WHAT THE TASK ASKS: Lines with the word "jacket" in them must be copied from the records below.

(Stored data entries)
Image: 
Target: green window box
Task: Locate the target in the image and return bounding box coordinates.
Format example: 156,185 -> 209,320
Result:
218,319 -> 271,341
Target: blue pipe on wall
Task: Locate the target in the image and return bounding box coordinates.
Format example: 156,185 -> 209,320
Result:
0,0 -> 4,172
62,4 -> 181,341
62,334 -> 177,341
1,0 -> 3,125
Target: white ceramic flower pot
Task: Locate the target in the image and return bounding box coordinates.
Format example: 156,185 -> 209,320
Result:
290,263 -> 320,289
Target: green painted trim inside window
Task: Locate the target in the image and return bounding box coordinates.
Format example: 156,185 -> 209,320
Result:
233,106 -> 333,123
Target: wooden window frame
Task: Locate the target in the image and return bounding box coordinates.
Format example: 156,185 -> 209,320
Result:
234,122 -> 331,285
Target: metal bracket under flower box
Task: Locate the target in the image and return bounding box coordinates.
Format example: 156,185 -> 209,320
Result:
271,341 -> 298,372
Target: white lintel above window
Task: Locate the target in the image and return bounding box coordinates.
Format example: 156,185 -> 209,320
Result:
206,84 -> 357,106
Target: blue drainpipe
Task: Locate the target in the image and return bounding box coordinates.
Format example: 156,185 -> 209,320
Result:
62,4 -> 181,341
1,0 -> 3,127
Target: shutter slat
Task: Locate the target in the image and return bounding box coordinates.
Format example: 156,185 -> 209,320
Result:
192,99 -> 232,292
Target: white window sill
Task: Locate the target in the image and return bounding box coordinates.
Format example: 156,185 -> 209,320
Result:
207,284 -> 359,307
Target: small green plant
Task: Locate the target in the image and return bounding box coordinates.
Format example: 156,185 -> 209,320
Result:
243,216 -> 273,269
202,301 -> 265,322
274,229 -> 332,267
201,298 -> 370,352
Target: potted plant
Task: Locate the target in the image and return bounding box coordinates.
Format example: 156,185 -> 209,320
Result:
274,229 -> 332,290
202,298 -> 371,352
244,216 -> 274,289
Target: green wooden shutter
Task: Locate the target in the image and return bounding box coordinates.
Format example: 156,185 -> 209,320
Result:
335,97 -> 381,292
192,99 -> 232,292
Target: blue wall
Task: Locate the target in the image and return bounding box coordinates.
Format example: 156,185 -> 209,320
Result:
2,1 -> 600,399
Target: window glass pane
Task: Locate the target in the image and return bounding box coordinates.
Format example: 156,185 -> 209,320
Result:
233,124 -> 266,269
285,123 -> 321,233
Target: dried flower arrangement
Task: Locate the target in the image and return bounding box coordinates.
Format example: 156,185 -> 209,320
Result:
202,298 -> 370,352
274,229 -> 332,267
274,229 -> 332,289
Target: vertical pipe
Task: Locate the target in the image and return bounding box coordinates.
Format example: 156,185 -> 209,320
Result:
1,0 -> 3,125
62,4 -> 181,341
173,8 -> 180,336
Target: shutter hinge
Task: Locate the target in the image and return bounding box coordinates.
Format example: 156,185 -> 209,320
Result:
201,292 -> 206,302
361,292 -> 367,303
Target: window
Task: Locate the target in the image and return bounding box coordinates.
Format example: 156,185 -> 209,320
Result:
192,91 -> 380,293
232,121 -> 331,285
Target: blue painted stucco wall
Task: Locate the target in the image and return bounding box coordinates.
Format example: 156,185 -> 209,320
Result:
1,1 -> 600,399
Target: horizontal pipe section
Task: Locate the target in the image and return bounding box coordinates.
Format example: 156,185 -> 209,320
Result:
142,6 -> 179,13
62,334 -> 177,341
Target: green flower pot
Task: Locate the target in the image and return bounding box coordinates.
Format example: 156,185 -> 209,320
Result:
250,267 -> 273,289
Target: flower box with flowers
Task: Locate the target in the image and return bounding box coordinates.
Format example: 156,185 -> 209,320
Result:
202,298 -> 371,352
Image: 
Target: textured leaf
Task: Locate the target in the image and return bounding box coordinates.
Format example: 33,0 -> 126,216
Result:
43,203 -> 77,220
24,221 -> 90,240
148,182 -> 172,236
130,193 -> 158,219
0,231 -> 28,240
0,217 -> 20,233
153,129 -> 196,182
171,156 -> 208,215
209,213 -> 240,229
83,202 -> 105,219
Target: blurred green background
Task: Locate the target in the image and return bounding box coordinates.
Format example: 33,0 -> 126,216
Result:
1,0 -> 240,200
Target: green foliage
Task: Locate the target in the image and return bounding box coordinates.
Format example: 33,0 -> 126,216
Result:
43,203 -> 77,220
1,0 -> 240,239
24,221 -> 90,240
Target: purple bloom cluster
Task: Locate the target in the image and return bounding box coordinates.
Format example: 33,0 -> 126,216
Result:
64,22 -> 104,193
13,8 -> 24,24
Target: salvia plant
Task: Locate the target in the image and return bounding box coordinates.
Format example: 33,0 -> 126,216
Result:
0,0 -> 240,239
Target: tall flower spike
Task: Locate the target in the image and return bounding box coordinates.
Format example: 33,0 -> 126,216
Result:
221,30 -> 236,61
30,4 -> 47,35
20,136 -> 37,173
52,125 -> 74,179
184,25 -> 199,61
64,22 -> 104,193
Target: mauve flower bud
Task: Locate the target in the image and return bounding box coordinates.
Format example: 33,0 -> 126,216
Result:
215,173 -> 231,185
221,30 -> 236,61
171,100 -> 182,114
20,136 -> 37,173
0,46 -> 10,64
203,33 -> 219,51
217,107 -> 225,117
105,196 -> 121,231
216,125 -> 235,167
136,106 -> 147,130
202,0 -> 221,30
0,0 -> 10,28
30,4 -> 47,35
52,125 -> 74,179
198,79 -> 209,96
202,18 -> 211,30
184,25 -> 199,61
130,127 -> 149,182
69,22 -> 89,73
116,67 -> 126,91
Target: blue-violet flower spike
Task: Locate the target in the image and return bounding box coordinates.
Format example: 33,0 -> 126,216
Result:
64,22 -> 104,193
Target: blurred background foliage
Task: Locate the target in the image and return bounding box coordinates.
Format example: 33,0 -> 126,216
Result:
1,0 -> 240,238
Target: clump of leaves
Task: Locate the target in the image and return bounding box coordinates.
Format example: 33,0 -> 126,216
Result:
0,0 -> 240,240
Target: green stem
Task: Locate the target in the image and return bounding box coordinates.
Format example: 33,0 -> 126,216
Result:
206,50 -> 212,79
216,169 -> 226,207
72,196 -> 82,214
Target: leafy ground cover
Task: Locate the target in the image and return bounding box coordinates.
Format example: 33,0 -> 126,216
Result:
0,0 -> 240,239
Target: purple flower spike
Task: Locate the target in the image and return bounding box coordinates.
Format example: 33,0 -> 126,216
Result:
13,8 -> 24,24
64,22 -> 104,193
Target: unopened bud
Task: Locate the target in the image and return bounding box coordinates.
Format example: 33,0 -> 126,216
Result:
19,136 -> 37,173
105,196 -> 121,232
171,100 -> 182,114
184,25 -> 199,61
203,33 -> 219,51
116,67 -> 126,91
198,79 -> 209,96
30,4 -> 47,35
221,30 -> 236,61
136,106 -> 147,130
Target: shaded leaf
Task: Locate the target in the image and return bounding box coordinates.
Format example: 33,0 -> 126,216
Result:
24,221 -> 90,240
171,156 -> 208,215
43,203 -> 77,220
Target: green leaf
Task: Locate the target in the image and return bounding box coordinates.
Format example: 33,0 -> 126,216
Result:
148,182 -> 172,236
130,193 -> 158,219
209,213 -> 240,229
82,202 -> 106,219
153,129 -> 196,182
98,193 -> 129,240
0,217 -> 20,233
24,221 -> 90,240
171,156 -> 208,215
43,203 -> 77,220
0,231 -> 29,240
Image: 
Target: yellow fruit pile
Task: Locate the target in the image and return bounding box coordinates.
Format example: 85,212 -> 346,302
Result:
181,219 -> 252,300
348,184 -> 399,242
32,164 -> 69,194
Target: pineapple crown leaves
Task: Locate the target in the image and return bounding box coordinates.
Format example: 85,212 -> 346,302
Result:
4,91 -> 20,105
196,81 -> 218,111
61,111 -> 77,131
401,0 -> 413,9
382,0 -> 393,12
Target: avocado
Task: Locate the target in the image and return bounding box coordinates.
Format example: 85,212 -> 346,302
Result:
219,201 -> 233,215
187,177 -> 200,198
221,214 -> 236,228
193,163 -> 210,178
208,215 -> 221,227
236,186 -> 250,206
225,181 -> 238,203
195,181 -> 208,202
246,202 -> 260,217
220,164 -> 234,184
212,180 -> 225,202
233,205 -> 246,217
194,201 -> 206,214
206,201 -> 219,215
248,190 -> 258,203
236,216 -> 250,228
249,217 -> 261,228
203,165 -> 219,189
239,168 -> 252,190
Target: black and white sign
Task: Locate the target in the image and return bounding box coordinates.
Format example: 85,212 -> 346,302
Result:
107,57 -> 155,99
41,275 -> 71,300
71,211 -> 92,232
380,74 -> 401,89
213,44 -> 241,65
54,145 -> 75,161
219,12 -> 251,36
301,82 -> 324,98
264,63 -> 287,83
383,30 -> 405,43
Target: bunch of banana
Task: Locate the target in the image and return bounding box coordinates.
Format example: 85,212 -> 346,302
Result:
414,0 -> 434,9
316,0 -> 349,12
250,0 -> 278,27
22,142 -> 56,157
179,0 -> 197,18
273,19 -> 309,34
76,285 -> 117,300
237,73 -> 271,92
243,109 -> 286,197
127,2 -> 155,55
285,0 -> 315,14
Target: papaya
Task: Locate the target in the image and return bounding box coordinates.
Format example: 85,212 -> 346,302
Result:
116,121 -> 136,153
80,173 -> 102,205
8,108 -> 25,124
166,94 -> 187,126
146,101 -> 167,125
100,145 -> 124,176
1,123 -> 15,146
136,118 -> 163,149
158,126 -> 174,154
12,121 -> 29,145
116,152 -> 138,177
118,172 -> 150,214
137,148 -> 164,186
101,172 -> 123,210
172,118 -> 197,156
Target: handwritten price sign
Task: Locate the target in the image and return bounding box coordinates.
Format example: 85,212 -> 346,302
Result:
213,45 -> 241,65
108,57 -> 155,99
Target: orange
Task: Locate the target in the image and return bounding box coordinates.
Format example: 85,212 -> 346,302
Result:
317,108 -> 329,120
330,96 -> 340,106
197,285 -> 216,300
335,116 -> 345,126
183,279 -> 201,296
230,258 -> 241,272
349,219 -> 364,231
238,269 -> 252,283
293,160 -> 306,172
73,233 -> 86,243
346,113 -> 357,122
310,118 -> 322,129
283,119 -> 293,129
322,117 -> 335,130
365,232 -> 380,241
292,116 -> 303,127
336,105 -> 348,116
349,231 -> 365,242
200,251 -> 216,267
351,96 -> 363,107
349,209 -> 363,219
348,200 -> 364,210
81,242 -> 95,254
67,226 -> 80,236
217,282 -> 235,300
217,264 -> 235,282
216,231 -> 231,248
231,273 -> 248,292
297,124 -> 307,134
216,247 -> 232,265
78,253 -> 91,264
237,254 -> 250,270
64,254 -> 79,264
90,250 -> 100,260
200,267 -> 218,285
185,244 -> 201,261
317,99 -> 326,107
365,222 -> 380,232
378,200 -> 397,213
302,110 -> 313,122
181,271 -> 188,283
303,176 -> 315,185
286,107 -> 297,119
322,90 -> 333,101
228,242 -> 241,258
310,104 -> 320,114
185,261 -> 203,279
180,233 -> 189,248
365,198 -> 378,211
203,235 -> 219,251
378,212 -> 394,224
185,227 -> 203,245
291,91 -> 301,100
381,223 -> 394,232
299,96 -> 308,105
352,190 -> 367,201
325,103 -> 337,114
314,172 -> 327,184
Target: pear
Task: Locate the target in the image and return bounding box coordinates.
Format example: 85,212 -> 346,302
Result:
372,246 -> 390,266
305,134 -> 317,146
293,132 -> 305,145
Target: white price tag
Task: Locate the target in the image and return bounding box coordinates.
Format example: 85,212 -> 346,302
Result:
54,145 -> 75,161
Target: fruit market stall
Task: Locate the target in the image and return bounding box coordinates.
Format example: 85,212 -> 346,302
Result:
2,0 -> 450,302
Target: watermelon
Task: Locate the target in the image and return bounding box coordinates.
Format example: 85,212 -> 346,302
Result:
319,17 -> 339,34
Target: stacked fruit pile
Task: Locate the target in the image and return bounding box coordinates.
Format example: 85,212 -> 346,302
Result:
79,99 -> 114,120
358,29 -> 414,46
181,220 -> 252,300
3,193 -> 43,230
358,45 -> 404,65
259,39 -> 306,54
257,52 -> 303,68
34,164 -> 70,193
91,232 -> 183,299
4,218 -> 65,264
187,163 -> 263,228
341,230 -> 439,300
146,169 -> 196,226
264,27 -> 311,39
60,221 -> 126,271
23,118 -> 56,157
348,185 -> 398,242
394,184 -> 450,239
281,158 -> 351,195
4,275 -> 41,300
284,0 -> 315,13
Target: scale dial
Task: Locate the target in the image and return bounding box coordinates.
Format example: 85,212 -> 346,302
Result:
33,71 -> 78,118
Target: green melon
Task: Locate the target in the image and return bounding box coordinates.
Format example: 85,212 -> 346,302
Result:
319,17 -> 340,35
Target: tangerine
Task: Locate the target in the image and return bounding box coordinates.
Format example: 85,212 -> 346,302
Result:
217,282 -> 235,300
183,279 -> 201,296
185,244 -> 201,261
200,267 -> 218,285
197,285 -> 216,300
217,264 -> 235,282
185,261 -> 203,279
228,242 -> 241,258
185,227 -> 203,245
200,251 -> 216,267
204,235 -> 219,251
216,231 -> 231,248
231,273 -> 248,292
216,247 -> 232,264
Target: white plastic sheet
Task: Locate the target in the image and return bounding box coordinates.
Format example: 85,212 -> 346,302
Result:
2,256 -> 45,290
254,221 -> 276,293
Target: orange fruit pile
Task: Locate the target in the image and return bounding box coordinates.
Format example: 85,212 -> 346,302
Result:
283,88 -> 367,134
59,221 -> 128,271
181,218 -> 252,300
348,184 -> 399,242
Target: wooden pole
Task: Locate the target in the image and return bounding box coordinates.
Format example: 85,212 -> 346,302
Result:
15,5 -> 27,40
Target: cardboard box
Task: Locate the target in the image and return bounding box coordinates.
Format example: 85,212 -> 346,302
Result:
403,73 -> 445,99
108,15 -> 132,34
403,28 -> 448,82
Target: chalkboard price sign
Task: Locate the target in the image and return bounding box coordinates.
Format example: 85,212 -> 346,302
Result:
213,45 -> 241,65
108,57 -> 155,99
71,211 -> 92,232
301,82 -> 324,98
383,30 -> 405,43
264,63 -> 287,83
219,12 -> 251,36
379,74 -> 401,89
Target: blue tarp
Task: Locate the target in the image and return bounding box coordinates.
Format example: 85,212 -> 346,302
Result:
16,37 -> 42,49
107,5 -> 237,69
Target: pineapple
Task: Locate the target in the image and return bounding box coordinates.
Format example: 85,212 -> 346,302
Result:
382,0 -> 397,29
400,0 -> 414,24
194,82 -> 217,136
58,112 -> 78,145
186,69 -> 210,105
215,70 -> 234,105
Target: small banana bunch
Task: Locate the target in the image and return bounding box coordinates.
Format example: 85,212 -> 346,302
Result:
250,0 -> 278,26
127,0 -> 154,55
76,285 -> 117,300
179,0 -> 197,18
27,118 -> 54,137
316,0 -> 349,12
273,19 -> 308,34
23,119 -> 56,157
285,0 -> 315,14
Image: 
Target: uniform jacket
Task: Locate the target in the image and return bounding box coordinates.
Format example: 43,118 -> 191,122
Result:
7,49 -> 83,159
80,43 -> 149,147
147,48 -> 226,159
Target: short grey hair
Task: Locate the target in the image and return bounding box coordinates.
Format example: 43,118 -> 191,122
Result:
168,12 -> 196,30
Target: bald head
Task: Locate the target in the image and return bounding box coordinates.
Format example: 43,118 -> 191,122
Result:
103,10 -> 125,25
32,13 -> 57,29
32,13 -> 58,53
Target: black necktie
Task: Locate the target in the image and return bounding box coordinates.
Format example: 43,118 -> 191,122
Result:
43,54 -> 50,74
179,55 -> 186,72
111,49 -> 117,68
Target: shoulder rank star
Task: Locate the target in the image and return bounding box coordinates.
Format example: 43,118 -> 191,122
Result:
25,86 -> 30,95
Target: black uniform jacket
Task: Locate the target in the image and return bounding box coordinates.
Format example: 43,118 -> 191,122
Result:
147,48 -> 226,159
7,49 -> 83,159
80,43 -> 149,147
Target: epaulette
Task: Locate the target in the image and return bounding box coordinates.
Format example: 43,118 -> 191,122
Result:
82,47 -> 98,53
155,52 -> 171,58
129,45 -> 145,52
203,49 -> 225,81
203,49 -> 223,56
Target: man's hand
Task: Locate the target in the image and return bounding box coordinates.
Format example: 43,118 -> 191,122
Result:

RESULT BELOW:
Target: uniform jacket
Target: black uniform jacket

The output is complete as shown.